- TASK OBJECTIVE: Can you pick up the critique of the Wolfe Island wind project's environmental review after its last sentence and write what comes next, leaving the material that follows it aside?

- DOCUMENT:

In particular I could find no quantitative data, analysis or estimates of the following potential impacts that could answer these questions essential to an EA:

What habitats of Species of Concern (species at risk, special concern, declining nationally) are represented in sites proposed for turbines and construction activities (access roads, destruction by crawler cranes, etc.)? I could find no habitat analyses or maps of habitat types that would be essential for selecting turbine sites to minimize impacts on critical habitats should they exist.

What is the total meadow and cropland acreage estimated to be included in crane maneuvering and transit between turbine sites (as described in the ERR)? The ERR reports the acreage of agricultural land lost due to the concrete foundation footprints but a much larger area of additional habitat will be compacted or destroyed for wildlife use as the pairs of huge cranes move on their steel treds while lifting the turbines into place as well as “walking” to the next turbine erection site. Changes in terrestrial habitat can be anticipated from soil and plant compaction with potentially significant degradation for species of concern like bobolinks, for example.

How many total vehicle trips and kilometers driven will the proposed Project total on new and established roads and tracks? Just to deliver the wet concrete from the batch site to the turbine foundations will involve 225 trips per site (ERR). There are 7 species of turtles and at least 3 species of snakes on Wolfe Island, some of which are at risk of being crushed by vehicles when these animals migrate to build nests, go to den-sites, bask in sunlit open areas or just move about hunting prey. Northern snapping turtles are especially vulnerable to vehicle mortality because of the long distances that they walk overland to find suitable soil for egg laying. Rather than presenting quantitative data on areas affected the ERR provides vague, qualitative generalities about potential “net effects” under the heading Construction (page 236): “Though the net effects are expected to be minimal, there is some potential for disturbance of natural features, habitats and mammals and herpetiles (sic) during construction of the project as a result of the limited removal of vegetation and increased human activity. However these effects are expected to be short-term in duration and spatially limited to the work areas and immediate adjacent areas.” How the effects of access roads and monster crawler crane movements for a 5-year construction period can be considered “short term” and “spatially limited” is unclear. This contradiction in the draft ERR needs to be resolved and the potential effects presented accurately and quantitatively.

What animal species are present or absent in the areas of proposed Project structures and associated activities? Best practices for all EAs in Canada and the USA would include, at the very least, reliable, statistically based sampling of the areas potentially impacted by the proposed activity or structures. Established methods for field sampling on site are well developed and widely available. Systematic sampling for collection of quantitative data collected on temporal and spatial protocols is standard practice. There appears to be none of this level of monitoring and analysis accomplished. Without it there can be no science-based understanding of anticipated environment impacts nor the kinds of adjustments to the Project that need to be made to avoid or minimize those effects. Furthermore without this kind of baseline data there can be no scientifically reliable evaluation of changes should a study be warranted after completion of the proposed Project. Until these studies are completed and evaluated decisions to proceed with the Project would appear to contravene established provincial and federal guidelines for assessing impacts of wind power utilities (cf “Guidelines to Assist MNR staff in the Review of Wind Power Proposals: Potential Impacts to Birds and Bird Habitats, EBR Registry No. PBO07E6036. January 09, 2007).

- STORED DATA:

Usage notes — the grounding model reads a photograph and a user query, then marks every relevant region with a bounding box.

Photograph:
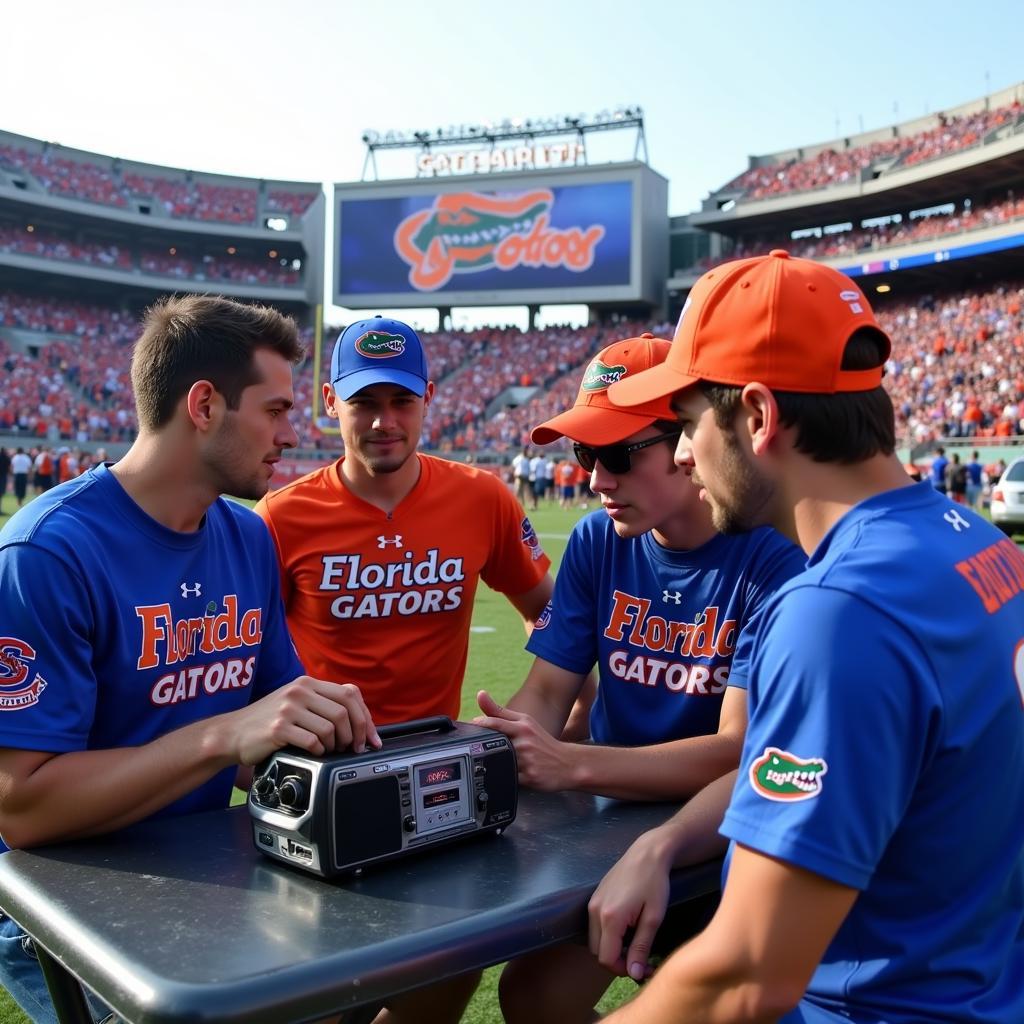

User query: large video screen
[336,181,633,303]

- EXPECTED OUTPUT:
What are the baseline patterns, both daily and seasonal, of the very large population of waterfowl, for example? Many species of waterfowl including Tundra swans, wood ducks, greater scaup, etc., use Wolfe Island marshes and other wetlands during stopover and staging during spring and fall migration and nesting. The region is part of an internationally recognized Flyway (a major North American flight corridor for ducks, geese and swans). While these birds are active in moving between wetland habitats across Wolfe Island there would appear to be a high level of risk of collision with towers and rotor blades. To avoid or lessen the probability of these birds strikes it would seem imperative identify local flight corridors based in well-designed field sampling both day and night during the activity period for these birds. The ERR fails completely to present information that provides guidance for this goal. Furthermore the intensive fall hunt (both from shore blind and field-hunting of Canada geese) causes waterfowl to move more frequently than they otherwise would. The implication of this displacement for collision mortality rates needs to be assessed.

What are the winter population estimates and distribution of resident and migratory raptors (hawks, eagles, owls, etc.) in the region of WI of the Wind Project? Raptors such as the short-eared owl occur in high densities in irruption years of the Meadow Vole (Microtus pennsylvanicus). The peak densities of these rodents can be 10,000 times the densities measured in low years of the population cycle. Accurate estimates of raptor mortality will require field monitoring and assessment of raptor numbers over the rodent cycle. No quantitative data on numbers and behaviour of ecologically significant species has been presented in the ERR.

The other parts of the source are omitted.